EXERCISE OBJECTIVE ->
Rename "locate()" to "find_points()" throughout the listing below, and reproduce the whole listing with every other line left unchanged. Omit the pictures from your answer.

Coordinate labeling data ->
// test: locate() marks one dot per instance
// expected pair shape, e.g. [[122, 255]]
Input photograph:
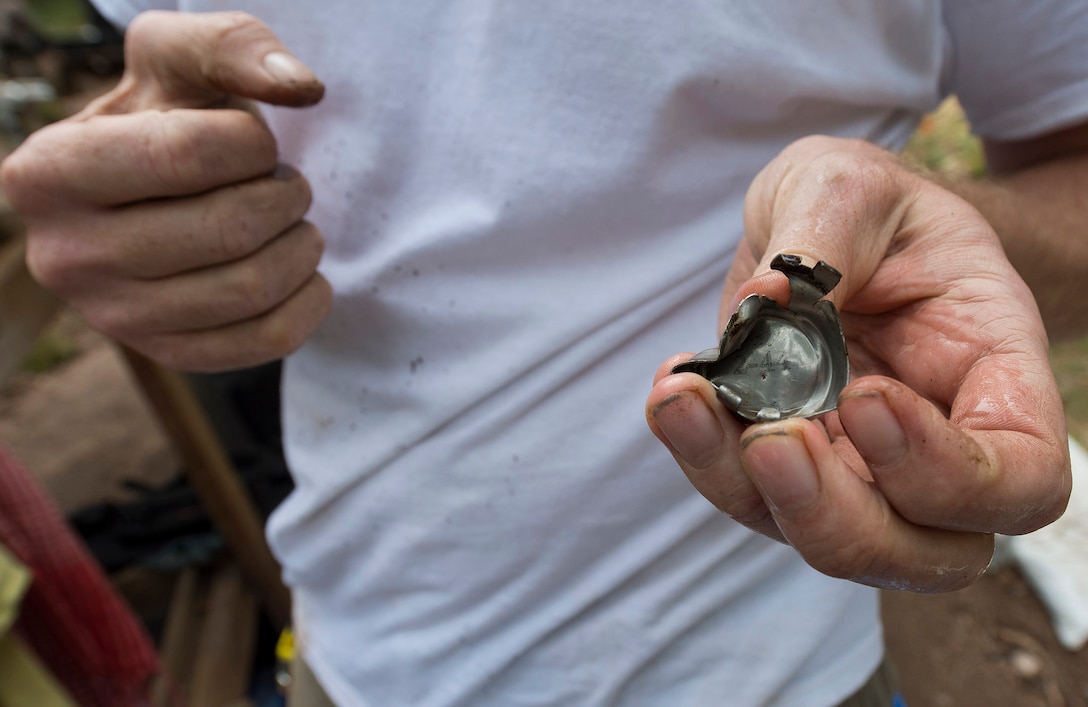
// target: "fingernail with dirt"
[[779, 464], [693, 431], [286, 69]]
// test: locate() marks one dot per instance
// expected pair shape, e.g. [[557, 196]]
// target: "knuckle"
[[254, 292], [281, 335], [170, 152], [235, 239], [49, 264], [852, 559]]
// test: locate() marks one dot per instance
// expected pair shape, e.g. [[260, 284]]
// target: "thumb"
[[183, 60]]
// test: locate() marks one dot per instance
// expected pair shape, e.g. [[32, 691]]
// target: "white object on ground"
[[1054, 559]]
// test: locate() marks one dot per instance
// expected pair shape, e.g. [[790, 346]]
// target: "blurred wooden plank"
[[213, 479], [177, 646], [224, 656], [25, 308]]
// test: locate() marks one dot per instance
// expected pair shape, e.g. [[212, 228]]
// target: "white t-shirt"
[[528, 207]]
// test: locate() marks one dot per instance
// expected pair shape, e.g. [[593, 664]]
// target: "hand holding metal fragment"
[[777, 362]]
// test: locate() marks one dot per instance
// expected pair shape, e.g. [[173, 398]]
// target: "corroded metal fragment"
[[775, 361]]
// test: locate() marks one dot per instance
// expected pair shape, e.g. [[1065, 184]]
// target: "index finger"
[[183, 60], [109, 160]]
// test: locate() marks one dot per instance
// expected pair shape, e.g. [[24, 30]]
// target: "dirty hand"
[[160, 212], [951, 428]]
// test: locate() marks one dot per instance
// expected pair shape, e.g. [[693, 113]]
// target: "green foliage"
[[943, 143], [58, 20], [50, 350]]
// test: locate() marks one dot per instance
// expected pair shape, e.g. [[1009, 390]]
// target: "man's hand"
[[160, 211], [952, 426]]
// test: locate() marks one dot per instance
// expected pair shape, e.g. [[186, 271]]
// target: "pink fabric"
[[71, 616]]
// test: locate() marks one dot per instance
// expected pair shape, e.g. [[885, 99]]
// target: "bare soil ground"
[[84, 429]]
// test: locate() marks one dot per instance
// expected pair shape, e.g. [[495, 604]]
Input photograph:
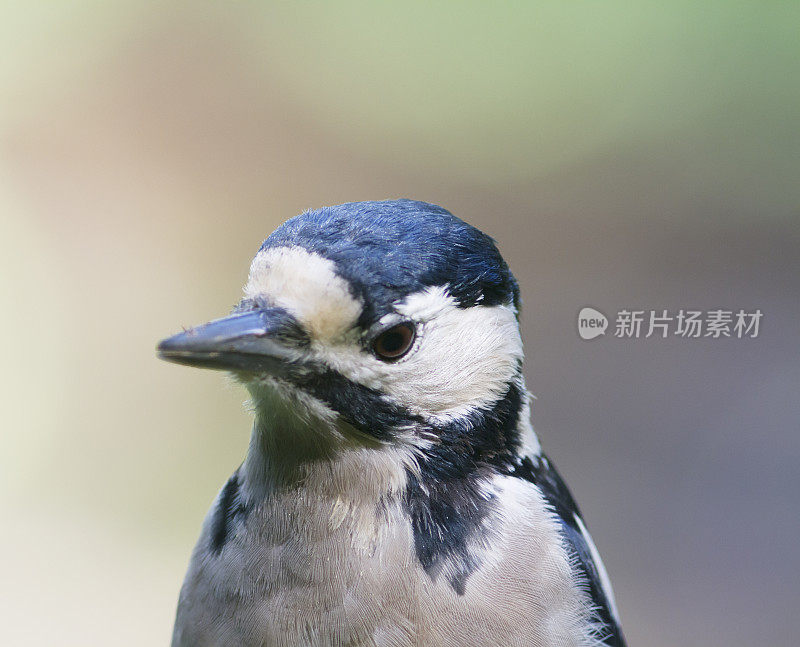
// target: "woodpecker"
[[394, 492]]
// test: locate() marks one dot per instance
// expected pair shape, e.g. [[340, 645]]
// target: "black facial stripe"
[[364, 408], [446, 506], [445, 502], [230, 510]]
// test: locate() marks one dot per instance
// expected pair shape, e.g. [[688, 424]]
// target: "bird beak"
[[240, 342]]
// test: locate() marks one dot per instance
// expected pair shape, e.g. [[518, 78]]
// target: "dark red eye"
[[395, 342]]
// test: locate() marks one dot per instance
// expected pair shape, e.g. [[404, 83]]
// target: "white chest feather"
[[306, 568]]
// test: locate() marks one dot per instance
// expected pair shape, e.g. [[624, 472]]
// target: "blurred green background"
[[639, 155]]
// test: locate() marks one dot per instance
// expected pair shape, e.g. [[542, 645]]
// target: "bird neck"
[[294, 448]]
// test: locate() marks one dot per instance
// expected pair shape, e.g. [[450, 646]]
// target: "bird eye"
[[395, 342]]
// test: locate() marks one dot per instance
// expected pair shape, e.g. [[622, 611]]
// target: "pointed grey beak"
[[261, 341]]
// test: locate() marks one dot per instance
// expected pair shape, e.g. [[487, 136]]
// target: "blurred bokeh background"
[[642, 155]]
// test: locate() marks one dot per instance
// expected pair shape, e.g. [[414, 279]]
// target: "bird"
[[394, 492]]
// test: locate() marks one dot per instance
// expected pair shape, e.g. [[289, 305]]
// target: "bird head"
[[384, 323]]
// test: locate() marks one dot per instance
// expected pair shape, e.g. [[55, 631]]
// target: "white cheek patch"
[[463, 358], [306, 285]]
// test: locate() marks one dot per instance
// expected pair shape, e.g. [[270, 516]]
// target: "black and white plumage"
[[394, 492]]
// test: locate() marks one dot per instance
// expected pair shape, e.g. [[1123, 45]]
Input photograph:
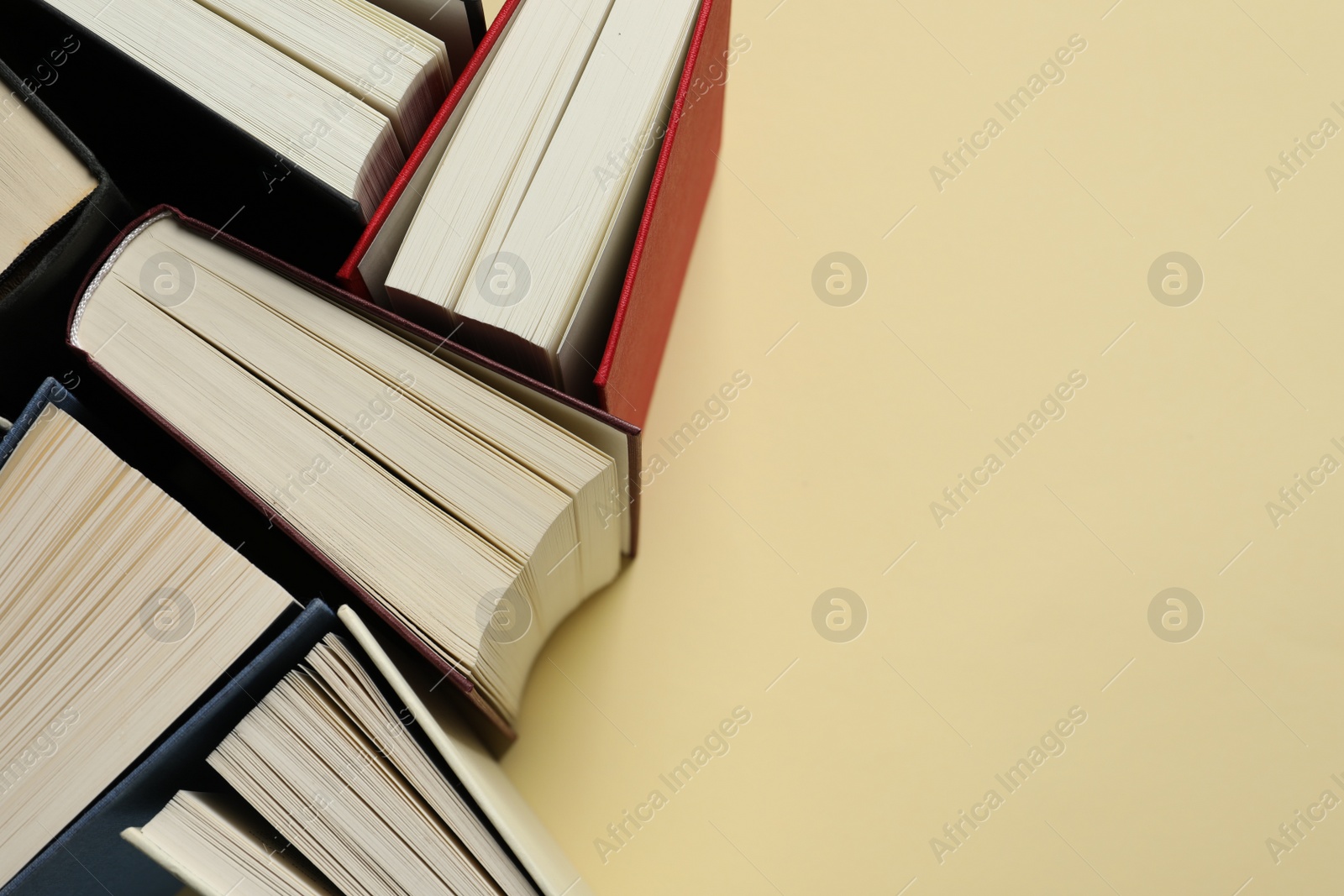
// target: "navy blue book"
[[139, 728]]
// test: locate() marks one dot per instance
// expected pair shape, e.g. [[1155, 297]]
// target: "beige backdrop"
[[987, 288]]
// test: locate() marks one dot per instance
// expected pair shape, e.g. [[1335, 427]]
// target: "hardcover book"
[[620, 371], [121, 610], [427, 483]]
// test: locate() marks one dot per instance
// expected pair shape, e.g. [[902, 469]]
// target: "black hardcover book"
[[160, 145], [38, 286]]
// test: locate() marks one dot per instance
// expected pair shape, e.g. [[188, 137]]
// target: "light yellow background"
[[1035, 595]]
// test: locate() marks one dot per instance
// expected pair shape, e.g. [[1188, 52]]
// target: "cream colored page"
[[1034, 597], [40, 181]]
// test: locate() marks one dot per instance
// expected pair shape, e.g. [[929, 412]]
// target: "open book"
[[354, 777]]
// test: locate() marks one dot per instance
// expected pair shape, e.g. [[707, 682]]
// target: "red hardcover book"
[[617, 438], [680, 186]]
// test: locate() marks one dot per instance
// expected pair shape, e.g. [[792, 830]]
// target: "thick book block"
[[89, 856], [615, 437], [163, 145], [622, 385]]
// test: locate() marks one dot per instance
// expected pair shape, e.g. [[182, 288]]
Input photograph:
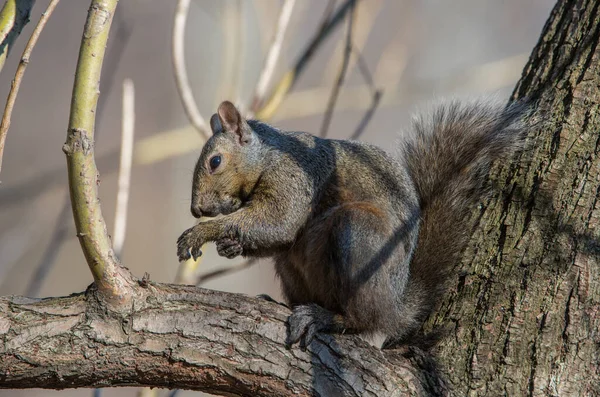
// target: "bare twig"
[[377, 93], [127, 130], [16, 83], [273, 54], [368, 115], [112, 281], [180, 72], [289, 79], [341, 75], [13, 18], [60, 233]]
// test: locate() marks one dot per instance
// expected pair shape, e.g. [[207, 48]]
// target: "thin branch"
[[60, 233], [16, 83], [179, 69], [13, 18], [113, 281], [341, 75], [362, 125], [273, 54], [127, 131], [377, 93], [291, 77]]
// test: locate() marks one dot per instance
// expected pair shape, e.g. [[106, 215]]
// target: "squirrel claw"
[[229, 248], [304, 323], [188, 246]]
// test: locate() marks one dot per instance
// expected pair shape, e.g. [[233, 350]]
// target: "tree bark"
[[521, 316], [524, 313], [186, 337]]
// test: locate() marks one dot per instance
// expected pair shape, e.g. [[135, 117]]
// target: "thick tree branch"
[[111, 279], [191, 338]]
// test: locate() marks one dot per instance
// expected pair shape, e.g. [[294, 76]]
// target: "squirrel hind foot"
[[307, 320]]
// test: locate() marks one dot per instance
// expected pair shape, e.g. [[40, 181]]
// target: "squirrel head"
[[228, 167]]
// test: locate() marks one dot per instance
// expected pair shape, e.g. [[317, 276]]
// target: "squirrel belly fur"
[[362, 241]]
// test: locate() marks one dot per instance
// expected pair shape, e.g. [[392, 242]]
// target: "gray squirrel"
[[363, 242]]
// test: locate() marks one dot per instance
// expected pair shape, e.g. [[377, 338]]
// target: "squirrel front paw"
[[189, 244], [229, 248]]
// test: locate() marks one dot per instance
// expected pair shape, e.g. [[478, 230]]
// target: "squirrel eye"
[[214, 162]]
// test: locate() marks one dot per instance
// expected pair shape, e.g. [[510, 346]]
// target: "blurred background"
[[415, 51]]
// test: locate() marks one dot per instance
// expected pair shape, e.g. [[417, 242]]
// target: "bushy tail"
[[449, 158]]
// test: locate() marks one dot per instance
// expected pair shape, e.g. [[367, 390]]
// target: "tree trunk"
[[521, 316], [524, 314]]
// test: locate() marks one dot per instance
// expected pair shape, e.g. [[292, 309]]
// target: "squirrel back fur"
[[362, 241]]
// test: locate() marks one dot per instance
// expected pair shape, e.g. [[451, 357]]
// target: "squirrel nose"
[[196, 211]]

TASK ANSWER ->
// test: find_points() marks one dot per instance
// expected pair shape, e.g. [[122, 255]]
Input photograph:
// target: "fingernail with dirt"
[[779, 464], [693, 431], [286, 69]]
// test: find_points() marks one dot per instance
// expected pair shape, e.g. [[557, 196]]
// target: "knuckle"
[[254, 292], [281, 335], [170, 152], [235, 239], [49, 264], [852, 559]]
// test: find_points() marks one dot per instance
// expected pair shape, e.g. [[260, 284]]
// target: "thumb"
[[183, 60]]
// test: find_points() marks one dot per instance
// expected pair shape, e.g. [[32, 691]]
// target: "white object on ground"
[[1054, 559]]
// test: find_points() marks one dot per instance
// expected pair shape, e.g. [[790, 346]]
// target: "blurred wooden plank"
[[213, 479], [177, 646], [224, 656], [25, 308]]
// test: find_points() marks one dot per instance
// expected pair shape, e.g. [[212, 228]]
// target: "white t-shirt"
[[528, 207]]
// test: find_points() marks one dot per instance
// expected pair shape, e.g. [[593, 664]]
// target: "hand holding metal fragment"
[[777, 362]]
// test: find_points() marks one dot per instance
// expected pair shape, e.g. [[173, 398]]
// target: "corroded metal fragment"
[[775, 361]]
// test: find_points() marks one dot per instance
// expected pair shape, e.g. [[1065, 184]]
// target: "index finger"
[[183, 60], [109, 160]]
// test: find_points() marks one dot per instance
// expected pair shape, e.g. [[24, 30]]
// target: "dirty hand"
[[160, 212], [951, 428]]
// test: find_points() marks one dot per instance
// expected pair shape, e.g. [[693, 113]]
// target: "green foliage"
[[943, 143], [58, 20], [50, 350]]
// test: find_points() marks one dot per instance
// expected pair shape, e.g. [[1009, 390]]
// target: "man's hand"
[[160, 211], [952, 426]]
// test: find_points() marks one dot per instance
// expected pair shape, e.g. [[186, 271]]
// target: "pink fabric"
[[71, 616]]
// test: find_points() marks one dot per instance
// expected pair shape, e.g. [[885, 99]]
// target: "bare soil ground"
[[84, 429]]
// test: find_points() marks one dot per instance
// expected pair shape, e.g. [[495, 604]]
Input photograph:
// target: "woodpecker"
[[394, 492]]
// test: find_points() marks one dot per instance
// expected pair shape, e.g. [[340, 645]]
// target: "black facial stripe"
[[364, 408], [446, 506], [445, 502], [230, 510]]
// test: find_points() marks one dot per instance
// expected pair shape, e.g. [[688, 424]]
// target: "bird beak"
[[240, 342]]
// test: find_points() marks one dot per instance
// expected pair shape, e.g. [[518, 78]]
// target: "dark red eye"
[[395, 342]]
// test: find_points() marks one dot per instance
// expected pair shape, e.g. [[404, 83]]
// target: "white chest feather"
[[306, 568]]
// test: find_points() marks one dot per instance
// expected pair shape, e.g. [[624, 472]]
// target: "blurred green background"
[[639, 155]]
// test: find_points() marks one dot per instance
// expected pair shape, e.g. [[542, 645]]
// target: "bird neck"
[[294, 448]]
// test: find_points() marks one dot per instance
// expected pair shape, e.g. [[450, 646]]
// target: "bird eye"
[[395, 342]]
// test: find_points() marks one dot per instance
// expected pair shape, e.g. [[622, 611]]
// target: "pointed grey beak"
[[261, 341]]
// test: find_points() marks one dot per instance
// expected pair shape, e.g. [[487, 136]]
// target: "blurred bokeh background"
[[642, 155]]
// test: find_points() marks one dot per instance
// expected pair shape, e.g. [[414, 279]]
// target: "bird"
[[394, 492]]
// test: find_points() marks one dot per instance
// expected pair shape, e.g. [[289, 305]]
// target: "bird head"
[[384, 323]]
// test: find_points() marks one dot per instance
// expected pair shape, e.g. [[55, 631]]
// target: "white cheek patch"
[[463, 358], [306, 285]]
// test: find_points() marks one dot per instance
// expected pair shape, e.g. [[270, 516]]
// target: "black and white plumage"
[[394, 492]]
// test: find_points() marks one dot per instance
// expected pair shape, e.g. [[1123, 45]]
Input photograph:
// target: "navy blue book"
[[139, 728]]
// test: find_points() marks one dot per instance
// expected pair shape, e.g. [[1155, 297]]
// target: "beige backdrop"
[[987, 288]]
// test: find_points() marks one dot per instance
// expected pair shape, e.g. [[1335, 427]]
// target: "hardcover book"
[[620, 371], [121, 610], [427, 483]]
// test: find_points() marks one dot per instance
// expected pair shape, e.g. [[902, 469]]
// target: "black hardcover book"
[[160, 145], [38, 286]]
// test: find_points() marks one dot per instance
// expected pair shape, e.g. [[188, 137]]
// target: "light yellow background"
[[1035, 595]]
// test: find_points() marks one dot per instance
// expected pair shape, e.g. [[1188, 52]]
// target: "cream colored page"
[[1034, 597], [40, 181]]
// test: find_points() marks one dot per instance
// expected pair shape, e.g. [[929, 412]]
// target: "open book"
[[354, 777]]
// test: find_points() marks one dot per instance
// expected pair shape, e.g. [[707, 682]]
// target: "red hardcover book"
[[617, 438], [680, 186]]
// test: find_points() marks one dot per instance
// expected pair shape, e.g. [[792, 830]]
// target: "thick book block"
[[89, 856], [615, 437], [163, 145], [622, 385]]
// test: find_points() marks one dot per instance
// expected pair shape, e.g. [[182, 288]]
Input photograph:
// target: "bare twig"
[[377, 93], [127, 130], [16, 83], [273, 54], [368, 115], [112, 281], [180, 72], [289, 79], [341, 75], [13, 18], [60, 233]]
// test: find_points() marks one dot per instance
// expected pair shape, e.g. [[207, 48]]
// target: "thin branch"
[[60, 233], [16, 83], [179, 69], [13, 18], [113, 281], [341, 75], [362, 125], [273, 54], [127, 131], [377, 93], [291, 77]]
// test: find_points() marks one dot per instance
// expected pair shape, e.g. [[106, 215]]
// target: "squirrel claw"
[[229, 248], [304, 323], [188, 246]]
// test: find_points() marks one dot per instance
// expected pair shape, e.g. [[233, 350]]
// target: "tree bark"
[[521, 316], [524, 313], [186, 337]]
// test: find_points() marks one dot per instance
// expected pair shape, e.g. [[135, 117]]
// target: "thick tree branch"
[[111, 279], [191, 338]]
// test: find_points() marks one dot per instance
// expected pair shape, e.g. [[294, 76]]
// target: "squirrel hind foot"
[[307, 320]]
// test: find_points() marks one dot per instance
// expected pair shape, e.g. [[40, 181]]
// target: "squirrel head"
[[228, 167]]
// test: find_points() marks one dot per instance
// expected pair shape, e.g. [[317, 276]]
// target: "squirrel belly fur"
[[362, 241]]
// test: find_points() marks one dot per instance
// expected pair shape, e.g. [[392, 242]]
// target: "gray squirrel"
[[363, 242]]
// test: find_points() marks one dot per instance
// expected pair shape, e.g. [[377, 338]]
// target: "squirrel front paw"
[[189, 244], [229, 248]]
// test: find_points() marks one dot per instance
// expected pair shape, e.g. [[478, 230]]
// target: "squirrel eye"
[[214, 162]]
// test: find_points() marks one dot per instance
// expected pair shape, e.g. [[510, 346]]
// target: "blurred background"
[[415, 51]]
// test: find_points() marks one dot per instance
// expected pair shape, e.g. [[417, 242]]
// target: "bushy tail"
[[449, 158]]
// test: find_points() marks one dot per instance
// expected pair shape, e.g. [[367, 390]]
// target: "tree trunk"
[[521, 316], [524, 314]]
// test: find_points() marks one dot per instance
// expected pair shape, e.g. [[292, 309]]
// target: "squirrel back fur"
[[362, 241]]
// test: find_points() marks one dot per instance
// expected pair shape, e.g. [[451, 357]]
// target: "squirrel nose"
[[196, 211]]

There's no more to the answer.